What needs to be done
Read the lines below. Copy out any that hold the string "surface".

Data extracts section start

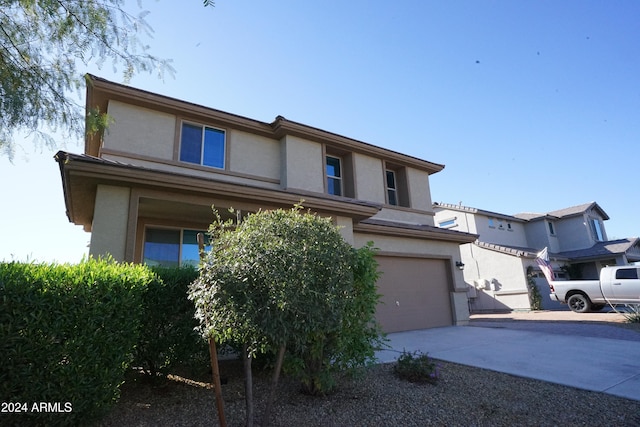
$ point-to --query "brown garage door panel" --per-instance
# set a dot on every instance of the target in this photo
(415, 294)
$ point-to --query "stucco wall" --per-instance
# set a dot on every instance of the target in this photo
(369, 178)
(140, 131)
(109, 227)
(419, 190)
(303, 164)
(574, 233)
(253, 154)
(499, 279)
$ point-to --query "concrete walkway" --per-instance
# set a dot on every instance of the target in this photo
(593, 363)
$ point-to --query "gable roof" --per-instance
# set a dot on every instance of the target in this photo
(629, 247)
(468, 209)
(564, 213)
(100, 91)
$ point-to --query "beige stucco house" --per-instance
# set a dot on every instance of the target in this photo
(145, 187)
(497, 265)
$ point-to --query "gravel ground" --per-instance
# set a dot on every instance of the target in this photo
(464, 396)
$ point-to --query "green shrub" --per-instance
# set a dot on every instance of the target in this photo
(352, 345)
(67, 333)
(632, 313)
(417, 367)
(168, 337)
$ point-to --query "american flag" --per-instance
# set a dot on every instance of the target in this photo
(543, 261)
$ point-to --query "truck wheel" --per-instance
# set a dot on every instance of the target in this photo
(579, 303)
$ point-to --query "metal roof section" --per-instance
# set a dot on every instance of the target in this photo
(630, 247)
(467, 209)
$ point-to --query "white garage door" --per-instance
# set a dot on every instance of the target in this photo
(415, 294)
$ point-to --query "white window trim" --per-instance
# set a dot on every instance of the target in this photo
(203, 126)
(338, 178)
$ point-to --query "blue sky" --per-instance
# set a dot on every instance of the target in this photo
(532, 106)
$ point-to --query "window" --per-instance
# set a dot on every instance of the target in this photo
(627, 273)
(449, 223)
(202, 145)
(598, 232)
(392, 191)
(334, 176)
(171, 247)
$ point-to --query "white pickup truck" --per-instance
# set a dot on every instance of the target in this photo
(617, 285)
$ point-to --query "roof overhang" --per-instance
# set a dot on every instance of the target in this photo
(101, 91)
(399, 229)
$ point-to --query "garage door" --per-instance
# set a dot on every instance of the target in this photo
(415, 294)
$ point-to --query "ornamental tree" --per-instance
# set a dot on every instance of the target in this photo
(282, 281)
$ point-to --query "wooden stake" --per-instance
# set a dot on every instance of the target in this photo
(213, 355)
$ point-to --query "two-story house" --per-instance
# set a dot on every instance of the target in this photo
(145, 187)
(499, 264)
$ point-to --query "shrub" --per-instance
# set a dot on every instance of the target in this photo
(168, 337)
(417, 367)
(352, 345)
(66, 335)
(632, 314)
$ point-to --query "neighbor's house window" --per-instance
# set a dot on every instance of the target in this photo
(334, 175)
(392, 189)
(171, 247)
(449, 223)
(202, 145)
(598, 232)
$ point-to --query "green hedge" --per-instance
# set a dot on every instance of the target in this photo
(66, 337)
(168, 337)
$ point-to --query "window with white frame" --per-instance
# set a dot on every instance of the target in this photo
(171, 247)
(333, 167)
(392, 189)
(202, 145)
(597, 228)
(447, 223)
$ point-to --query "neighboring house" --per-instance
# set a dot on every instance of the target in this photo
(145, 188)
(499, 264)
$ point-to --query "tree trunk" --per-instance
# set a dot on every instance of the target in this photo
(248, 384)
(274, 386)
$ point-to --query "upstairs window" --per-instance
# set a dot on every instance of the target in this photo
(392, 190)
(171, 247)
(596, 227)
(202, 145)
(334, 175)
(448, 223)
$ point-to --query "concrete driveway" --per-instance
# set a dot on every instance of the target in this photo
(560, 347)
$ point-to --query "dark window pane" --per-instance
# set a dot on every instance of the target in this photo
(191, 143)
(392, 197)
(213, 148)
(190, 250)
(162, 247)
(333, 167)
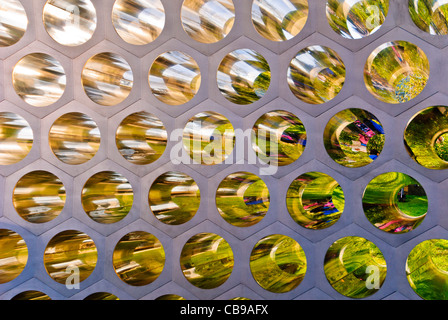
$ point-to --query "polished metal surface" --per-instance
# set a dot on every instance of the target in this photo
(39, 79)
(279, 20)
(138, 22)
(138, 258)
(107, 79)
(208, 21)
(107, 197)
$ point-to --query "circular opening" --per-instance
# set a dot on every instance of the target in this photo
(174, 198)
(107, 197)
(39, 197)
(13, 255)
(427, 269)
(356, 19)
(426, 138)
(139, 258)
(279, 138)
(107, 79)
(396, 72)
(16, 138)
(209, 138)
(244, 76)
(278, 263)
(174, 78)
(70, 22)
(355, 267)
(206, 260)
(138, 22)
(242, 199)
(315, 200)
(316, 74)
(207, 21)
(279, 20)
(74, 138)
(13, 22)
(395, 202)
(141, 138)
(354, 138)
(39, 79)
(69, 254)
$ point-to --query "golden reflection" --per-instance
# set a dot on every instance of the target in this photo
(141, 138)
(107, 197)
(206, 260)
(138, 22)
(70, 253)
(74, 138)
(39, 79)
(139, 258)
(107, 79)
(13, 22)
(13, 255)
(39, 196)
(279, 20)
(70, 22)
(174, 78)
(244, 76)
(208, 21)
(16, 138)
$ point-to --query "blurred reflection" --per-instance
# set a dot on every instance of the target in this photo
(315, 200)
(13, 22)
(316, 74)
(208, 21)
(70, 22)
(139, 258)
(174, 78)
(206, 260)
(70, 252)
(74, 138)
(138, 22)
(16, 138)
(356, 19)
(209, 138)
(13, 255)
(174, 198)
(278, 263)
(279, 20)
(279, 137)
(107, 197)
(354, 138)
(39, 196)
(349, 264)
(242, 199)
(39, 79)
(244, 76)
(396, 72)
(107, 79)
(141, 138)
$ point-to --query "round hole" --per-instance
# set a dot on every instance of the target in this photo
(395, 202)
(316, 74)
(39, 79)
(207, 21)
(206, 260)
(242, 199)
(138, 258)
(107, 79)
(405, 76)
(244, 76)
(107, 197)
(354, 138)
(278, 263)
(315, 200)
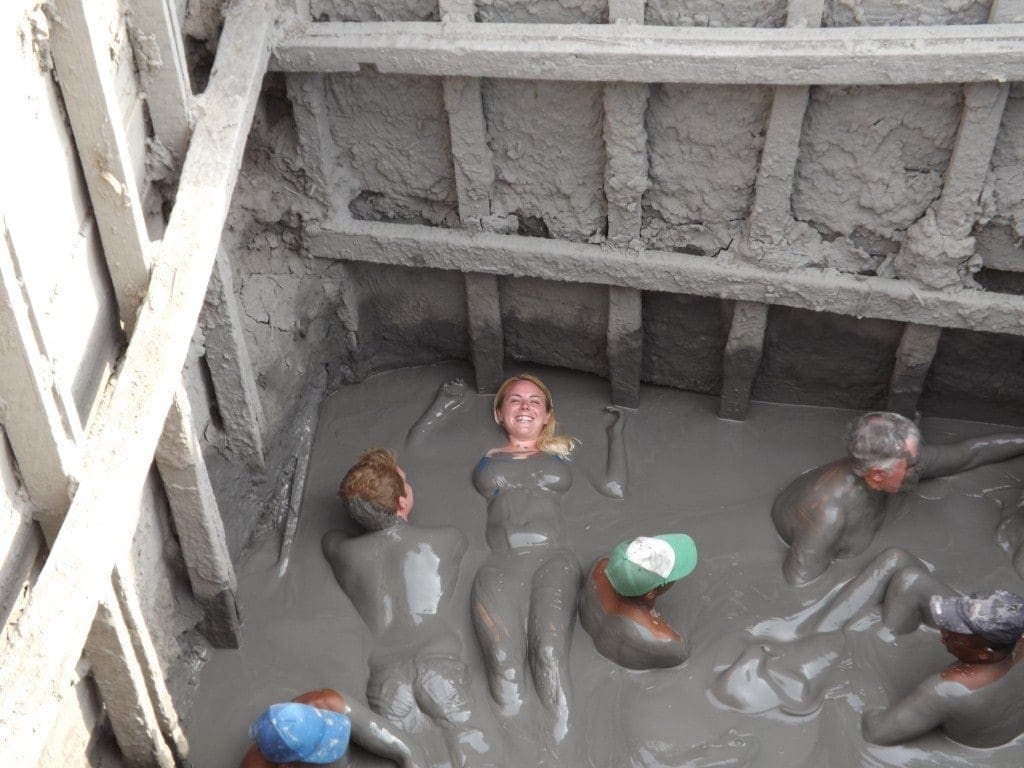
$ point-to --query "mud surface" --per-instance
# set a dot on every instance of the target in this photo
(689, 471)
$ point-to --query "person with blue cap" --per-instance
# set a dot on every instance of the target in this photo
(315, 728)
(977, 699)
(616, 604)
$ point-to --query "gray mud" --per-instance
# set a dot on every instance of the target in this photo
(689, 471)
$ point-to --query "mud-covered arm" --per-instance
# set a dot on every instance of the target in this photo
(813, 545)
(374, 734)
(924, 710)
(451, 396)
(940, 461)
(615, 469)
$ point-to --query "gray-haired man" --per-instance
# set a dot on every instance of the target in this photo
(835, 510)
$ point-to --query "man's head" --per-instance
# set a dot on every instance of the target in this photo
(299, 733)
(377, 479)
(884, 449)
(983, 628)
(639, 566)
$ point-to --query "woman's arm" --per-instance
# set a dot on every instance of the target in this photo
(615, 469)
(451, 396)
(374, 734)
(941, 461)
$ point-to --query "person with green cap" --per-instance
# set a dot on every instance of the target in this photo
(616, 605)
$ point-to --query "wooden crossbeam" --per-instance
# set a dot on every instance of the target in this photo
(610, 53)
(44, 647)
(414, 245)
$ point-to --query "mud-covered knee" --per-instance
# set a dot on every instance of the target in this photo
(895, 557)
(905, 580)
(442, 691)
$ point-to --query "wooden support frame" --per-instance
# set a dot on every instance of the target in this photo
(474, 175)
(127, 253)
(52, 629)
(230, 369)
(485, 335)
(49, 460)
(741, 357)
(414, 245)
(938, 250)
(771, 210)
(626, 179)
(913, 358)
(612, 53)
(164, 72)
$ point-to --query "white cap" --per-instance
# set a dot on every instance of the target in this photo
(655, 555)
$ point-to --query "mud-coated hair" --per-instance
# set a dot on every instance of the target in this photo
(879, 439)
(549, 441)
(369, 516)
(375, 478)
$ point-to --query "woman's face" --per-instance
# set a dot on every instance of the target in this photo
(523, 413)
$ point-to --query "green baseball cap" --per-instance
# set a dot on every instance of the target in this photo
(639, 565)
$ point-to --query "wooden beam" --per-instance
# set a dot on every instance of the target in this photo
(938, 250)
(771, 211)
(230, 370)
(741, 357)
(328, 180)
(913, 358)
(41, 432)
(124, 600)
(160, 56)
(122, 687)
(128, 263)
(626, 179)
(41, 653)
(616, 53)
(474, 172)
(485, 335)
(413, 245)
(198, 521)
(48, 456)
(81, 58)
(625, 344)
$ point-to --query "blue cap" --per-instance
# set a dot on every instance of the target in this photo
(295, 732)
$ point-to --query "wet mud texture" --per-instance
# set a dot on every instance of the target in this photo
(689, 471)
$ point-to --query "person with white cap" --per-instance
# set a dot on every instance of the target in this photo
(977, 699)
(315, 728)
(616, 604)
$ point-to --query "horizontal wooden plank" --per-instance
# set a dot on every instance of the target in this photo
(414, 245)
(868, 55)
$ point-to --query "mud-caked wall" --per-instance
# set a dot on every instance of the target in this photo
(870, 163)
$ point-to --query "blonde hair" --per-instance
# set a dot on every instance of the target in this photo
(375, 477)
(549, 441)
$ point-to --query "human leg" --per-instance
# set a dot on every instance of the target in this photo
(499, 630)
(552, 613)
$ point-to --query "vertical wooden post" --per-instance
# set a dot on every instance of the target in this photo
(741, 357)
(913, 358)
(626, 180)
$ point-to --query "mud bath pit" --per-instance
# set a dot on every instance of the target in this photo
(689, 471)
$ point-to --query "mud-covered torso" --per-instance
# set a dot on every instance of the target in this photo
(523, 499)
(830, 496)
(401, 581)
(986, 714)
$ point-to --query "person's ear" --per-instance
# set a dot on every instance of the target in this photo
(876, 475)
(402, 508)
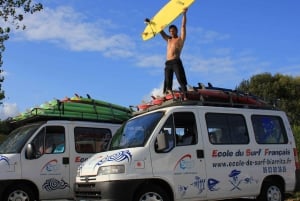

Data extracts section end

Task answer
$ point-to --query "polished metal surface" --per-instance
$ point-to --query "mud surface" --per-instance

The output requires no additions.